[Enregistrements de placement de points]

○ ○ ○ ○ ○ ○ ○

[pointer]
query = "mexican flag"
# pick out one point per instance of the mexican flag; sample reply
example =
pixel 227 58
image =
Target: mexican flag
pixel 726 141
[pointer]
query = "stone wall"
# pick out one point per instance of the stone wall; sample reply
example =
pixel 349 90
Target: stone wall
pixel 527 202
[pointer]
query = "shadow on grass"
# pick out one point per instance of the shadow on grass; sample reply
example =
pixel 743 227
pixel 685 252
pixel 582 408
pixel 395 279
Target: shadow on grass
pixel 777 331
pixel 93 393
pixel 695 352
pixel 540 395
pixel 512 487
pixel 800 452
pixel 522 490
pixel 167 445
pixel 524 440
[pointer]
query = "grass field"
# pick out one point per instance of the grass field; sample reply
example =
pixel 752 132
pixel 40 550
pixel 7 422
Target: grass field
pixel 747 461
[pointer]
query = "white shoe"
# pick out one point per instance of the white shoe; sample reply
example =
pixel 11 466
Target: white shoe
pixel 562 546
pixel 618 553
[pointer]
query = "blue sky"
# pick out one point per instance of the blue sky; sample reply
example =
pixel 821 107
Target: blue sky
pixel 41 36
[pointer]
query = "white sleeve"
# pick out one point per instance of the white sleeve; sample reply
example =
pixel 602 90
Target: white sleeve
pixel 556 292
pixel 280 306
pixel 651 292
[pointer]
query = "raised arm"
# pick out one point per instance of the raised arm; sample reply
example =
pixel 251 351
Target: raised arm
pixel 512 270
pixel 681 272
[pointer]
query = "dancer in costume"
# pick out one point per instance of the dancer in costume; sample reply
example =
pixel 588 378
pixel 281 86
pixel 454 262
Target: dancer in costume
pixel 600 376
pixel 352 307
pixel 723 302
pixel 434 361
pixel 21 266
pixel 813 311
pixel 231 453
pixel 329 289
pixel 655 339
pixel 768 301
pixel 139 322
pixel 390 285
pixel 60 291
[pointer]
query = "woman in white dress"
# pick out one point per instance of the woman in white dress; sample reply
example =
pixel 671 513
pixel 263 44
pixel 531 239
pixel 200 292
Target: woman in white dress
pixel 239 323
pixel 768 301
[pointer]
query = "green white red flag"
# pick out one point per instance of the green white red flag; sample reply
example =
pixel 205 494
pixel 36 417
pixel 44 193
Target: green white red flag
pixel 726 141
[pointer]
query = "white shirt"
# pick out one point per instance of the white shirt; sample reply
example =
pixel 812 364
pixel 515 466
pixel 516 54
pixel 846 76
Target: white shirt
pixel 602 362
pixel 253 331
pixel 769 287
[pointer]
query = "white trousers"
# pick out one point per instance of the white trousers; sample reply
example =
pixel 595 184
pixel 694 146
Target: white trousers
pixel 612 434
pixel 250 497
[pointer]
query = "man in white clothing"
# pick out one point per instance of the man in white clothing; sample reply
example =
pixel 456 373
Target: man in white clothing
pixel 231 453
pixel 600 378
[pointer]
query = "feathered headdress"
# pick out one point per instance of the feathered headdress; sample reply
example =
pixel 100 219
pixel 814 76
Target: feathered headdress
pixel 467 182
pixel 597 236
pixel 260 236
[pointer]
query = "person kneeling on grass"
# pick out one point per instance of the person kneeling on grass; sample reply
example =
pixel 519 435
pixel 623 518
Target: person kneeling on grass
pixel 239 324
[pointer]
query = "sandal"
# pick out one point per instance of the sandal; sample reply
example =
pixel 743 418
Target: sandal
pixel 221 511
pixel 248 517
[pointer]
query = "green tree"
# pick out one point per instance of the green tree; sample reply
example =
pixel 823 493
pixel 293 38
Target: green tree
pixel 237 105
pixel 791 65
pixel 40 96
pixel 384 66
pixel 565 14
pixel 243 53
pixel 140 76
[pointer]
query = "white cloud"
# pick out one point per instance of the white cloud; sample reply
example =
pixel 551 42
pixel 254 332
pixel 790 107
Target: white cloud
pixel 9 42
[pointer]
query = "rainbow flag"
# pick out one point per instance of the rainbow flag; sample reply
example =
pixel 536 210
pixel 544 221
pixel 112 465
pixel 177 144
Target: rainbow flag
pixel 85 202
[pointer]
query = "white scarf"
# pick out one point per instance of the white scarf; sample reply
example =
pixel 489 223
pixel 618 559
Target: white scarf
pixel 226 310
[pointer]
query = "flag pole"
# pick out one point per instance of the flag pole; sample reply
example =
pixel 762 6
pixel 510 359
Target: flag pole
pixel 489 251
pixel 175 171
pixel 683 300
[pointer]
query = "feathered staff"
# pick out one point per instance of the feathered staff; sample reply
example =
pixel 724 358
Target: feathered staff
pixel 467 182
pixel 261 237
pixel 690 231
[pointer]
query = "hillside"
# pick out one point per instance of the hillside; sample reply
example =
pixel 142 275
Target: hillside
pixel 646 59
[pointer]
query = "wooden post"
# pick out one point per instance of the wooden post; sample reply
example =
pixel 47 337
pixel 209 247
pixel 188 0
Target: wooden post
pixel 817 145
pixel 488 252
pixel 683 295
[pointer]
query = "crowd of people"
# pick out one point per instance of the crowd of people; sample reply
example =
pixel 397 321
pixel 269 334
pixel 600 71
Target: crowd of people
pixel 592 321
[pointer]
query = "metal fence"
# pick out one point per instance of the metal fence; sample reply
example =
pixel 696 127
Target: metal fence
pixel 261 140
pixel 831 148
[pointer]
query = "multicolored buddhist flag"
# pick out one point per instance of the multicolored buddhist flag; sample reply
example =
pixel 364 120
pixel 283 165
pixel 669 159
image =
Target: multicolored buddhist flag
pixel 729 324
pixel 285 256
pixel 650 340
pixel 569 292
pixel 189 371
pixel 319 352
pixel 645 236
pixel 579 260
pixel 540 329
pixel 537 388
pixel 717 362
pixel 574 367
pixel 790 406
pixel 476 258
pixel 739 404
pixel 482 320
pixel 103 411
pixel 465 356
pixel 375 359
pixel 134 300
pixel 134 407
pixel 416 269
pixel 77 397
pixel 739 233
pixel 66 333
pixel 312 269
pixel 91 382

○ ○ ○ ○ ○ ○ ○

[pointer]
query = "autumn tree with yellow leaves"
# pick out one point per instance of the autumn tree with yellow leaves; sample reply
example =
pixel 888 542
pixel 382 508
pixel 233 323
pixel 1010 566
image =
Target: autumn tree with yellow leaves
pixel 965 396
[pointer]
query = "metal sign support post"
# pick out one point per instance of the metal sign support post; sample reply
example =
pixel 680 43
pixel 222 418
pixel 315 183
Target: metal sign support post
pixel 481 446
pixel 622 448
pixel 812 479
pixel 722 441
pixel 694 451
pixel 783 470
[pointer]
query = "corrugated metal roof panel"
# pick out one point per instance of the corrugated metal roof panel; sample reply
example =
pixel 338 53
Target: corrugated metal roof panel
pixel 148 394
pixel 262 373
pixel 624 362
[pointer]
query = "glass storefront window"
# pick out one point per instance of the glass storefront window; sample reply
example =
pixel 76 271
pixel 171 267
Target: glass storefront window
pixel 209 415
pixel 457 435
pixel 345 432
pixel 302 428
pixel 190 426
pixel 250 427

○ ○ ○ ○ ○ ○ ○

Objectif:
Listez toutes les lignes ci-dessus qui contiennent le mot « autumn », en respectant la casse.

Résultat:
query = "autumn tree with yellow leaves"
# pick out one point per instance of the autumn tree with yellow leaves; sample reply
Target: autumn tree with yellow leaves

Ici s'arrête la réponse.